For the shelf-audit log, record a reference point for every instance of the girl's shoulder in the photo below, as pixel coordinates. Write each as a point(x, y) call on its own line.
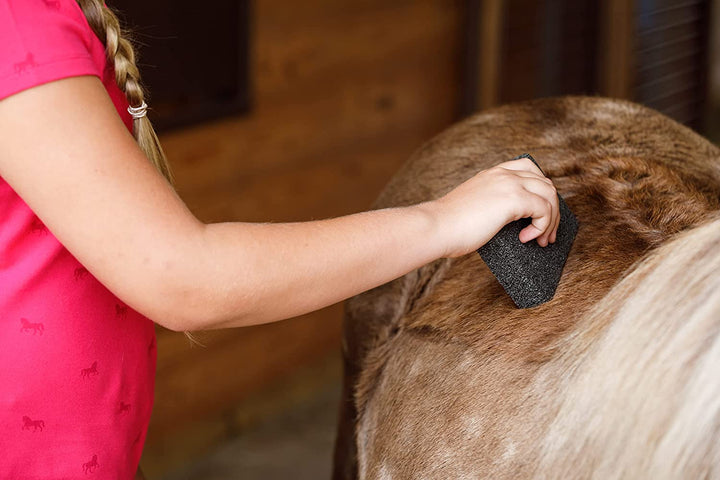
point(45, 40)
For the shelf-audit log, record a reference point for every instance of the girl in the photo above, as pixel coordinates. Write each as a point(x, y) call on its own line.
point(95, 245)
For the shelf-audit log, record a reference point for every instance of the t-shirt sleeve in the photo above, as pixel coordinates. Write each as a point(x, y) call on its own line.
point(42, 41)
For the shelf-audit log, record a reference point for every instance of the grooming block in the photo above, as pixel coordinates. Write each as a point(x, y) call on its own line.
point(528, 272)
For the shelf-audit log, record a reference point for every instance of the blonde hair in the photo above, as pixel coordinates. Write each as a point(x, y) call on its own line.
point(121, 57)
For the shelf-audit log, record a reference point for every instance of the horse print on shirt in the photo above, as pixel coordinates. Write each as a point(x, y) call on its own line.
point(124, 408)
point(28, 326)
point(38, 227)
point(25, 65)
point(29, 423)
point(89, 372)
point(52, 4)
point(120, 310)
point(89, 467)
point(80, 273)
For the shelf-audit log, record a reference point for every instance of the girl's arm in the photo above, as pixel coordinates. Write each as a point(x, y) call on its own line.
point(66, 152)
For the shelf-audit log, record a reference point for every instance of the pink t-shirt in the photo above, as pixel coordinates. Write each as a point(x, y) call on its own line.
point(77, 366)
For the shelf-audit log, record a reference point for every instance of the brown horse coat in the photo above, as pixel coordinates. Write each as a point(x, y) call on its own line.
point(444, 377)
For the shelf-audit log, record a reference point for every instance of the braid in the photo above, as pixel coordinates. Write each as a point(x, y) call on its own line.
point(121, 57)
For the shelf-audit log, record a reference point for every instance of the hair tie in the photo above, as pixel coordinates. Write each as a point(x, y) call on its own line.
point(138, 112)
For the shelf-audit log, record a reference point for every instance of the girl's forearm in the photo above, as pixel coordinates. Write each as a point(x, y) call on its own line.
point(246, 274)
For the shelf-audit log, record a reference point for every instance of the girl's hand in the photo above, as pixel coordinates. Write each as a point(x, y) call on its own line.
point(477, 209)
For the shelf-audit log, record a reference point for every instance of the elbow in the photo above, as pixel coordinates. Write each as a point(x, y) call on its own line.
point(179, 315)
point(191, 309)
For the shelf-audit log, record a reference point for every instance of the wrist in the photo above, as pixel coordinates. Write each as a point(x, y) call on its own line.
point(433, 238)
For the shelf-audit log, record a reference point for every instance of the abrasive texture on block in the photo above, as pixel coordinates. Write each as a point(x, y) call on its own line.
point(528, 272)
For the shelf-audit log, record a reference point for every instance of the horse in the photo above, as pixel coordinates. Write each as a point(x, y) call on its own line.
point(615, 377)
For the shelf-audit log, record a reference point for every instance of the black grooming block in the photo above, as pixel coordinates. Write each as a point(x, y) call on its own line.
point(528, 272)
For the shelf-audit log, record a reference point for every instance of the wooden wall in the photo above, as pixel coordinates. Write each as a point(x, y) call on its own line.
point(343, 92)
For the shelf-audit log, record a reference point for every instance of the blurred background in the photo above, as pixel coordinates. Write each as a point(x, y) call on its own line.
point(292, 110)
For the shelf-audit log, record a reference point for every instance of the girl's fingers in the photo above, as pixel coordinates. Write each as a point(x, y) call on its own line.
point(522, 164)
point(542, 218)
point(546, 210)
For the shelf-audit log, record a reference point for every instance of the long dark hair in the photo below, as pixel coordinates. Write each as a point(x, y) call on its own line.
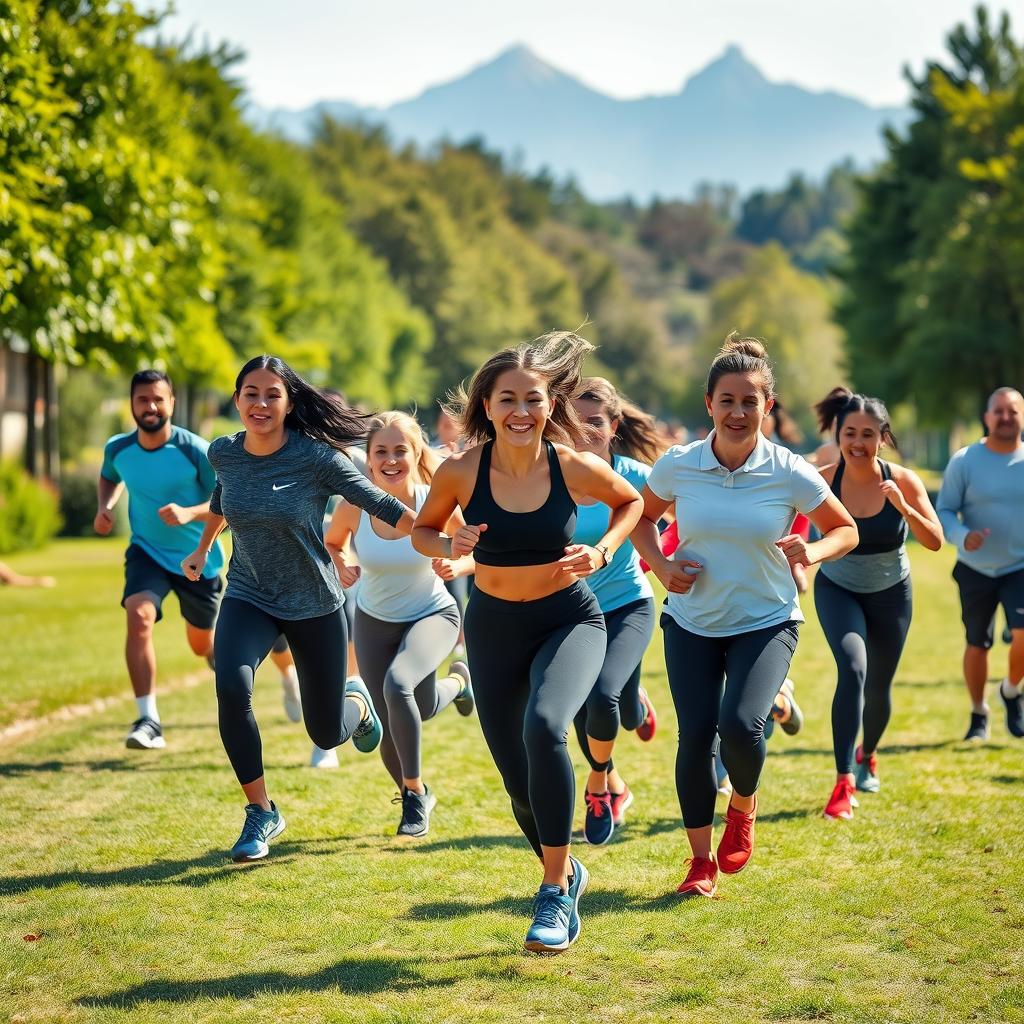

_ _ _

» Ziel der Aufgabe
Gib sämtliche Datensätze oben Zeile für Zeile unverändert wieder. Lass die Bilder dabei weg.

» Ergebnis
For the shelf-audit log, record a reference point for every instance of the girl's shoulder in the photo below, as pixel coordinates. Write each as a point(x, y) call on its own line.
point(45, 40)
For the shelf-audit log, record a reference point for every instance of the girl in the photo above, as pixel coordinates. Write each as a point(x, y) call on its own line.
point(95, 245)
For the shelf-audit log, record a reference point for every instance of the t-shirt sleeve in the photo above, as pixel coordinates. Write each as a point(x, y) call on its own line.
point(42, 41)
For the shelf-audit log, record a reference point for every instance of the grooming block in the photo above, as pixel coordinates. Write each as a point(x, y) call on its own line.
point(528, 272)
For the shelf-audit log, record a reference point for every instance of the blonde hair in the photo above, as pixel coordinates. Write each as a point(x, y) call on its own line.
point(121, 57)
For the shelf-audit log, record a reference point for every instance of the horse print on shirt in the photo above, as pixel coordinates. Write each as a point(x, y) call on its own line.
point(124, 408)
point(28, 326)
point(38, 227)
point(25, 65)
point(29, 423)
point(89, 372)
point(52, 4)
point(120, 310)
point(89, 467)
point(80, 273)
For the shelf-audit log, record a reference point for every instance of the girl's arm in the photo above, as pixel coordinates. Write each as a point(x, y) call on its own line.
point(66, 152)
For the shelf-audit log, record a reference point for every instance of the pink t-shirt in the photo above, as pixel coordinates. Write each as a point(x, y) call on its own line.
point(77, 366)
For the shelf-audit log, record a reference point for every instance of the brown horse coat in the photo above, as pixel coordinates. Write each as a point(x, y) call on its own line.
point(444, 377)
For the shelf-audit log, record a reference point for every instance of the braid in the photo above, as pixel coordinates. Write each as a point(x, y) call on its own line.
point(121, 57)
For the shelf-audit log, record a reference point for every instance of the hair tie in the photo above, as pixel coordinates. Write each as a point(x, y) call on its own line.
point(138, 112)
For the shelf-audit log, record a reference point for every instance of the girl's forearm in the photo above, as pixel coordinates. Write each as a point(x, y) call on its own line.
point(246, 274)
For the shelf-audit log, record a reference point for every instance of the girl's hand in the photo above, as pixel coordinates. Write each as a point(x, y) call on its own line.
point(477, 209)
For the shelf-audit log, record a reference point for every instance of the elbow in the photo above, as pixel coordinates. Write each as a point(x, y) call on its own line.
point(179, 315)
point(191, 309)
For the shelf-audit log, record a reference point for every instance of the wrist in the photo above, as pixel coordinates. Write each as a point(x, y) call on its own line.
point(433, 238)
For the shelf-audit log, record a reference point for every instance of the abrasive texture on block in the photo above, as pixel coordinates. Write each as a point(x, y) call on its own line.
point(528, 272)
For the shelf-audit log, record a reference point for every instance of the horse in the photo above, as pixel coordinates. Write each as a point(x, y) call on its own line.
point(615, 377)
For the shelf-audit log, record a reference point for every instance of the black grooming block in the photo above, as pixel coordinates. Write each as a point(x, y) call on its own line.
point(528, 272)
For the shelf-audit log, record a reference point for every instance of the wooden wall in the photo above, as pixel coordinates. Write each as a point(x, y) call on its own line.
point(343, 92)
For the shelf-audit log, record a reference point for every instance of the blurred background in the photo above, as pixel coordinates. Write each as a point(x, y) call on its own line.
point(292, 110)
For the shelf-audit log, record a reference point for every instance of the girl's fingers in the photo above, as pixel coordinates. Write each as a point(x, y) call on its own line.
point(522, 164)
point(542, 218)
point(546, 210)
For the shelf-audit log, record a reference point for every instance of the long dark hair in the photo below, as pixel coordinates. Write each as a point(x, y) call on its own line.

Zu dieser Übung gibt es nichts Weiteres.